▶ _Given passage_:
((

Purpose: Convert token IDs to dense vector representations

input_ids: [The, University, ...]
embeddings: {
    The: [0, 1, 0, 1, ...],  # 4096 elements in Llama
    University: [0, 0, 0, ...]
}

2. Attention Mechanism

Self-Attention Formula

$$\text{Attention}(Q, K, V) = \text{softmax}\left(\frac{QK^T}{\sqrt{d_k}}\right)V$$

Where:

  • Q (Query): What the transformer is looking for
  • K (Key): What's available in the sequence
  • V (Value): What needs to be updated to assimilate context
  • $d_k$: Head dimension for scaling

Causal Self-Attention

  • Causal Mask: Prevents tokens from attending to future tokens
  • Uses $-\infty$ values in attention matrix for future positions
  • When $x_i \to -\infty$, $\text{softmax}(x_i) \to 0$

Grouped Query Attention (GQA)

))

▶ _Exercise objective_: Could you retype the passage above on token embeddings and attention, character for character?

▶ _Source material_:
((

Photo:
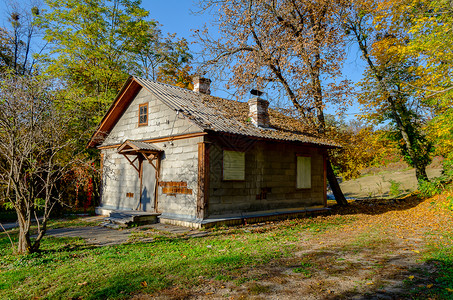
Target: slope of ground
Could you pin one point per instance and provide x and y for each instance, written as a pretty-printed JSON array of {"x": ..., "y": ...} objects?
[{"x": 378, "y": 185}]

))

▶ _Output of the exercise_:
Purpose: Convert token IDs to dense vector representations

input_ids: [The, University, ...]
embeddings: {
    The: [0, 1, 0, 1, ...],  # 4096 elements in Llama
    University: [0, 0, 0, ...]
}

2. Attention Mechanism

Self-Attention Formula

$$\text{Attention}(Q, K, V) = \text{softmax}\left(\frac{QK^T}{\sqrt{d_k}}\right)V$$

Where:

  • Q (Query): What the transformer is looking for
  • K (Key): What's available in the sequence
  • V (Value): What needs to be updated to assimilate context
  • $d_k$: Head dimension for scaling

Causal Self-Attention

  • Causal Mask: Prevents tokens from attending to future tokens
  • Uses $-\infty$ values in attention matrix for future positions
  • When $x_i \to -\infty$, $\text{softmax}(x_i) \to 0$

Grouped Query Attention (GQA)